● **WORK INSTRUCTION A**: From the text on organic food and cancer, list every pesticide it names specifically.
● **WORK INSTRUCTION B**: Reproduce a passage word for word from the text on organic food and cancer. Begin at the words "The factors that" and stop after "organic foods regularly.".
------ TEXT FOR ANALYSIS ------
My patients often tell me that organic food is too expensive so they prefer to buy the conventional kind.
A Los Angeles Times article dated October 28, 2018 reported a study of almost 70,000 French adults over an average of 4.5 years. The statistics showed that the people who ate the most organic foods were “less likely to develop certain kinds of cancer than the people who ate the least.” While there was some criticism of the study, the researchers wrote that the results were such that more studies would be appropriate to validate the results as well as investigate more fully the “potential protective effects” of a diet of organic foods.
The factors that seemed most significant were these: Pesticides, in particular glyphosate, malathion and diazinon, were detected in lesser amounts in organic food. Rules prohibit synthetic pesticides for organic use. Organic farming generally allows certain soaps and hydrogen peroxide to be used on organic food.
Previous studies have shown that the amount of pesticides in urine or blood diminishes when the subjects ate organic foods regularly.
------ PROVIDED DATA ------
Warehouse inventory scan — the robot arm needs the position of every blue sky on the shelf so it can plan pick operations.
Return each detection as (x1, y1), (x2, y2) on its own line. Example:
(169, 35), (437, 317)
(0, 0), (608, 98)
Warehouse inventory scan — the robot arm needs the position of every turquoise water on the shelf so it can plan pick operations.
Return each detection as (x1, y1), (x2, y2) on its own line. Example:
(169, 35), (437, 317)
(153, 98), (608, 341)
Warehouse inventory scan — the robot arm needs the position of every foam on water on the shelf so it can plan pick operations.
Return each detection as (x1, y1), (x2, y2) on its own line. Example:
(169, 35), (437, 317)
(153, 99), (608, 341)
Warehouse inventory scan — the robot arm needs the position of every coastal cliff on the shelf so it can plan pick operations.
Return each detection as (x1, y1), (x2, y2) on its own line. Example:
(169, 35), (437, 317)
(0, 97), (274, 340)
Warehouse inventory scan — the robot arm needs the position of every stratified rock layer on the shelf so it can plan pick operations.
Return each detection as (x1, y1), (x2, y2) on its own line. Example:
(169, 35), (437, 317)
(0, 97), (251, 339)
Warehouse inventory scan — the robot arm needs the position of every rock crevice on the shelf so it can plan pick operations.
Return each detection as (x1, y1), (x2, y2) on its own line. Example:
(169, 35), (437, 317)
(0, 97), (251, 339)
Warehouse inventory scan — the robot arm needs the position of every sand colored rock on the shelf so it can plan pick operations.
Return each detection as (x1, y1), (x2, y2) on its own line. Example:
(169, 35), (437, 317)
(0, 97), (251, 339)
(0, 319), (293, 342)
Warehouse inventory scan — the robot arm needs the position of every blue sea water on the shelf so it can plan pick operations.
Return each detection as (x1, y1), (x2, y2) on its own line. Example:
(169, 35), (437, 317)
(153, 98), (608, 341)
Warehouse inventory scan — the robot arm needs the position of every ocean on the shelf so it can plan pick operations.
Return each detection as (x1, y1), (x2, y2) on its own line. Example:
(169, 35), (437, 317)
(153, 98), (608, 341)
------
● **EXERCISE RESULT A**: glyphosate, malathion, diazinon

● **EXERCISE RESULT B**:
The factors that seemed most significant were these: Pesticides, in particular glyphosate, malathion and diazinon, were detected in lesser amounts in organic food. Rules prohibit synthetic pesticides for organic use. Organic farming generally allows certain soaps and hydrogen peroxide to be used on organic food.
Previous studies have shown that the amount of pesticides in urine or blood diminishes when the subjects ate organic foods regularly.